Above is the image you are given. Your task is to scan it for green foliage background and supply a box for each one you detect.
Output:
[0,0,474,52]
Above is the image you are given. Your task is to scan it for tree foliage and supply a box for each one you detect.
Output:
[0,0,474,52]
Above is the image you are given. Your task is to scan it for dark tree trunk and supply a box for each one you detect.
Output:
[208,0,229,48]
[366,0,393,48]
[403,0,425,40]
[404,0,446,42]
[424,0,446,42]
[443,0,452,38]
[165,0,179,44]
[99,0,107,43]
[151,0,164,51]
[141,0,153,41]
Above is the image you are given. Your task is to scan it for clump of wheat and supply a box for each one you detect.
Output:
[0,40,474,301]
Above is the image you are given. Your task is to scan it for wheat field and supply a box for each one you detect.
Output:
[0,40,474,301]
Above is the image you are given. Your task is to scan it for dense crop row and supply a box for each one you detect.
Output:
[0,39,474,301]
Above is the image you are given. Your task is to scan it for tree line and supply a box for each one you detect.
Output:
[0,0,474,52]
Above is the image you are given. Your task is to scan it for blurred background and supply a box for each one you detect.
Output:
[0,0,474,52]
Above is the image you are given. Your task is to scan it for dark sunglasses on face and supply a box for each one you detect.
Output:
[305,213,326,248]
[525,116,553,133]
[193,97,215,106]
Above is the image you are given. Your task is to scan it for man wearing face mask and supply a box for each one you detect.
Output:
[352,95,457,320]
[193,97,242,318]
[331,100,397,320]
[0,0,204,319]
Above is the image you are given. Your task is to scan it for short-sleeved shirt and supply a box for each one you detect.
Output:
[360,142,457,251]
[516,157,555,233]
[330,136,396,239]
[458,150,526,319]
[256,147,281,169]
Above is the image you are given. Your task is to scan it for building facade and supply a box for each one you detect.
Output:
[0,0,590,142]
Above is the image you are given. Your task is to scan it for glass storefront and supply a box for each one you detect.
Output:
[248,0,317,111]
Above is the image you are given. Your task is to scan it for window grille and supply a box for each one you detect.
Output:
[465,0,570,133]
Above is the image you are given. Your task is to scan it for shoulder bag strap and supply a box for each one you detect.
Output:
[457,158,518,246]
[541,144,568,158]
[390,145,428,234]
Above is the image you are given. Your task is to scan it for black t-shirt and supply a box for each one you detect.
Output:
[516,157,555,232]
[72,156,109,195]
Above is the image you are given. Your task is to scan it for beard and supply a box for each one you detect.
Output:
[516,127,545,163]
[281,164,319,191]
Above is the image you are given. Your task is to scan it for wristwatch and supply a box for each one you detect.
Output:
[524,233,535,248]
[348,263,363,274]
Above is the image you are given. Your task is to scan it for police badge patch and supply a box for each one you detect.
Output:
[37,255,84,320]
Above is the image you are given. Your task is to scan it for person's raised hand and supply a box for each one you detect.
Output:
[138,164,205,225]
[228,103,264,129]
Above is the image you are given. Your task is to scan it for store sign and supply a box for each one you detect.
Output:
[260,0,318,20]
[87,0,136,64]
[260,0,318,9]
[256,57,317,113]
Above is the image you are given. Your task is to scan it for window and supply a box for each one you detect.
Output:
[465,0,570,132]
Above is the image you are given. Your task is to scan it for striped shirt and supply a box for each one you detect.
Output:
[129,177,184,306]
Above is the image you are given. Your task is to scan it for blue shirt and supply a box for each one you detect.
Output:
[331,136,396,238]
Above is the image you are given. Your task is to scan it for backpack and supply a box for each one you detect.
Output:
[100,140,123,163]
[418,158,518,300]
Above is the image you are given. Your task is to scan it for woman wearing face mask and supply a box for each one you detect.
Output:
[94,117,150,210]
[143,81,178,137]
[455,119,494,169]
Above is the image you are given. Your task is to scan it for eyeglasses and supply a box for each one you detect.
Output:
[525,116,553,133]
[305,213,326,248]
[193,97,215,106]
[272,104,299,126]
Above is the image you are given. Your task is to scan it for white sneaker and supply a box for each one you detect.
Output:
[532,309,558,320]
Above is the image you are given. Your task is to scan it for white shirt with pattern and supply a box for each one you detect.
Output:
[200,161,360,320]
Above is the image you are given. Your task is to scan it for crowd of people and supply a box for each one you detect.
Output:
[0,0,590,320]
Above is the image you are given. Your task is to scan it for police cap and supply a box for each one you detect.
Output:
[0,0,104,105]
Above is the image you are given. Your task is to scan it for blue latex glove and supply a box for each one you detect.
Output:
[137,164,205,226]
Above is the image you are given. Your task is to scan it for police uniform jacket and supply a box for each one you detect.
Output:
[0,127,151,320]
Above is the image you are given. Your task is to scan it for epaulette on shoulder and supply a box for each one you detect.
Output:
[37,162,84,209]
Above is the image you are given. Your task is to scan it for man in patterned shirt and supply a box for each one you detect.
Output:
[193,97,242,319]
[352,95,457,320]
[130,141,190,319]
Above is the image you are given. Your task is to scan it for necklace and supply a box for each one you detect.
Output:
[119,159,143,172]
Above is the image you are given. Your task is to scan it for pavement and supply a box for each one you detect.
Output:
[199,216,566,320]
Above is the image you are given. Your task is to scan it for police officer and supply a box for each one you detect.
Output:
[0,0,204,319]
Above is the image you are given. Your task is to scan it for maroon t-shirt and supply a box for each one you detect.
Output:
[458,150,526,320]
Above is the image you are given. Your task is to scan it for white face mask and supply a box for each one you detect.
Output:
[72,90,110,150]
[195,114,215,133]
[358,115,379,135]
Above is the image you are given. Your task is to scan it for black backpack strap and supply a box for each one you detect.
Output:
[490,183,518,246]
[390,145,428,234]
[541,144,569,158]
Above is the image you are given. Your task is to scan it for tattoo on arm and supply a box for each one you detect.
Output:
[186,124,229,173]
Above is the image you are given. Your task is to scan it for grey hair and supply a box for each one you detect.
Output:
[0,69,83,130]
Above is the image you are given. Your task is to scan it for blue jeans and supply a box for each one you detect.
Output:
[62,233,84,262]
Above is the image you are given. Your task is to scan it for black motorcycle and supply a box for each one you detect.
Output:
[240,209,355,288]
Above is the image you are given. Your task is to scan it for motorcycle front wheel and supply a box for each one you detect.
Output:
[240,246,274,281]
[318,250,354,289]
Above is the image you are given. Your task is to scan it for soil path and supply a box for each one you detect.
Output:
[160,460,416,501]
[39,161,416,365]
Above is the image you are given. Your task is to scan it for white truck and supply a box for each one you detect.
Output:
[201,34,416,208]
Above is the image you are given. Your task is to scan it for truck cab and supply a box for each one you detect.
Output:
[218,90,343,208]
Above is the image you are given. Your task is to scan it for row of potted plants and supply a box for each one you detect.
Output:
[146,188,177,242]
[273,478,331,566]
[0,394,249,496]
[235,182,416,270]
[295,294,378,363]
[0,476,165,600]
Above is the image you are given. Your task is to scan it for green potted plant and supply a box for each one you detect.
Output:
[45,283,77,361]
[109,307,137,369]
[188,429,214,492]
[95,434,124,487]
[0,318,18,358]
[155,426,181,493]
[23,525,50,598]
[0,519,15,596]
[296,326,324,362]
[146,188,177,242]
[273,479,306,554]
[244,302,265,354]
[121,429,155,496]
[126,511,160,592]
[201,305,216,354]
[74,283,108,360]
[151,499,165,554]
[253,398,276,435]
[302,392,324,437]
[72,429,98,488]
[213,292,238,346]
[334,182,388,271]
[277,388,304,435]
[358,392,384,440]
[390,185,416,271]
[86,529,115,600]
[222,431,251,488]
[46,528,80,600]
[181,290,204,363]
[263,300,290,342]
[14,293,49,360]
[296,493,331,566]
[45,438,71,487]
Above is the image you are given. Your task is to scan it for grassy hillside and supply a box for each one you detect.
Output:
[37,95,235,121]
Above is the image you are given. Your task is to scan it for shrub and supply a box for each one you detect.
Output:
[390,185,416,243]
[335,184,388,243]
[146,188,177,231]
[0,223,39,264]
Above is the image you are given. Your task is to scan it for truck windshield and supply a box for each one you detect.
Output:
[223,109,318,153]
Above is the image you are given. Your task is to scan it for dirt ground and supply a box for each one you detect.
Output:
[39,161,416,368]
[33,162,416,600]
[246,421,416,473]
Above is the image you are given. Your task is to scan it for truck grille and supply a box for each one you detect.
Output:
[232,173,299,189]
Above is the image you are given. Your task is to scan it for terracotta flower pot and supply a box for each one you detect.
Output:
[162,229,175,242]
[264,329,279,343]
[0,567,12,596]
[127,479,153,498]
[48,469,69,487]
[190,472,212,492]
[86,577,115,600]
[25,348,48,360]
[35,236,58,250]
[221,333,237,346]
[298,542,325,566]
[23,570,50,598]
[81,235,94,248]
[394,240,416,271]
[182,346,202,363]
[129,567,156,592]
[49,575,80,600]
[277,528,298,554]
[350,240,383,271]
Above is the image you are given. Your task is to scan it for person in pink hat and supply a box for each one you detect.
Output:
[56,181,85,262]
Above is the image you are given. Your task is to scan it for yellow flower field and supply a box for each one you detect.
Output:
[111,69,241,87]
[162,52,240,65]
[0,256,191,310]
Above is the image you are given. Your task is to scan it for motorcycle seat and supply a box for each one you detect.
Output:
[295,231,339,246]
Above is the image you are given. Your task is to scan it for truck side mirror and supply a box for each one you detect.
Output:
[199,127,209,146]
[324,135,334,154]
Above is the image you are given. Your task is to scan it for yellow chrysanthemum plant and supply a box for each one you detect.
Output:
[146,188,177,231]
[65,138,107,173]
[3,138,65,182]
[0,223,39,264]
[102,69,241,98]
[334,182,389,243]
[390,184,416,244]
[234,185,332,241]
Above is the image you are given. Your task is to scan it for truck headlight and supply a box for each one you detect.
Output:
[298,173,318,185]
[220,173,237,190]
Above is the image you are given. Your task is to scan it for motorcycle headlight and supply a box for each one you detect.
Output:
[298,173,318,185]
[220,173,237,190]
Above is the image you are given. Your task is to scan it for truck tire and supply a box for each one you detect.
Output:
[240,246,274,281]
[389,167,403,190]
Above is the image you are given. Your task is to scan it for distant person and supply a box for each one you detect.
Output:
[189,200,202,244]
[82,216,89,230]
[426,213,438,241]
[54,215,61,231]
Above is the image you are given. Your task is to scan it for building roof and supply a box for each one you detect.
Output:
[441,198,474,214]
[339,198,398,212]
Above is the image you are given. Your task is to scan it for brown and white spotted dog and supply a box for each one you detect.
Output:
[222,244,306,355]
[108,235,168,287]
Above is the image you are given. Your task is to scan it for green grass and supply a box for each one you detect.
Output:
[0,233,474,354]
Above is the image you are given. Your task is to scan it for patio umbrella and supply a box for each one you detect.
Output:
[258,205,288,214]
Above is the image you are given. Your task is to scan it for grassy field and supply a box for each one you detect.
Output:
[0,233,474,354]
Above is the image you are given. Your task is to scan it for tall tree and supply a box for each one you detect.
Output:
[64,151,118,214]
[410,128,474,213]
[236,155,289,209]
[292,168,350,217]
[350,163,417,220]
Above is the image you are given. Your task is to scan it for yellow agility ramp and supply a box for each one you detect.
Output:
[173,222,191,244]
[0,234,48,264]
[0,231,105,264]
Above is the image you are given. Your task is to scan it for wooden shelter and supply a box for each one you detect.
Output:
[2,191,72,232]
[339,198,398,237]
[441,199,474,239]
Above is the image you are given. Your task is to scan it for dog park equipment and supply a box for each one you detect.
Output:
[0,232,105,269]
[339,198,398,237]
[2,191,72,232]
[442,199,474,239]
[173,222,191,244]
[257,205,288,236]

:::

Lay out the records as a Markdown table with the columns Row and Line, putting a row number in Row and the record line in Line, and leaving out blank lines. Begin at the line that contains "for window grille" and stop after the line that contains "[129,177,184,306]".

*FINISHED TASK*:
| Row | Line |
|---|---|
| 1 | Above is the image you are given. Your task is to scan it for window grille and supply a box for each one you detect. |
| 2 | Output: |
| 3 | [465,0,570,133] |
| 4 | Above is the image you are given. Your task is to scan it for shoulder bag strap and supply a box for each one you detect. |
| 5 | Output: |
| 6 | [457,158,518,246] |
| 7 | [541,144,568,158] |
| 8 | [390,145,428,234] |
| 9 | Above is the image you are given. Your task is to scan it for black t-shirt and supply a box for each one you detect. |
| 10 | Output: |
| 11 | [516,157,555,232] |
| 12 | [72,156,109,195] |
| 13 | Above is the image you are given. Your task is to scan it for beard and supply a box for each one you detect. |
| 14 | Output: |
| 15 | [516,127,545,163] |
| 16 | [281,164,319,191] |
| 17 | Above is the image you are given. Your task is to scan it for wristwatch and supply a box for each one you detect. |
| 18 | Output: |
| 19 | [524,233,535,248] |
| 20 | [348,263,363,274] |
| 21 | Above is the image you are given. Your task is to scan it for police badge patch and supply a box for each one you detect. |
| 22 | Output: |
| 23 | [37,255,84,320] |
| 24 | Above is the image you are given. Your task is to scan it for person's raised hand and supply a box for each one you detect. |
| 25 | Output: |
| 26 | [138,164,205,225] |
| 27 | [228,103,264,129] |
| 28 | Above is the image you are given. Your task is to scan it for store sign and supply a box for each one you detect. |
| 29 | Output: |
| 30 | [260,0,318,20] |
| 31 | [87,0,136,64] |
| 32 | [260,0,318,9] |
| 33 | [256,57,317,113] |
| 34 | Above is the image you are given. Your task is to scan it for window and supply a box for each one you detect. |
| 35 | Output: |
| 36 | [465,0,570,132] |
| 37 | Above is the image you are given. Your task is to scan it for striped shirt and supply a box for each one you detect. |
| 38 | Output: |
| 39 | [129,177,184,306] |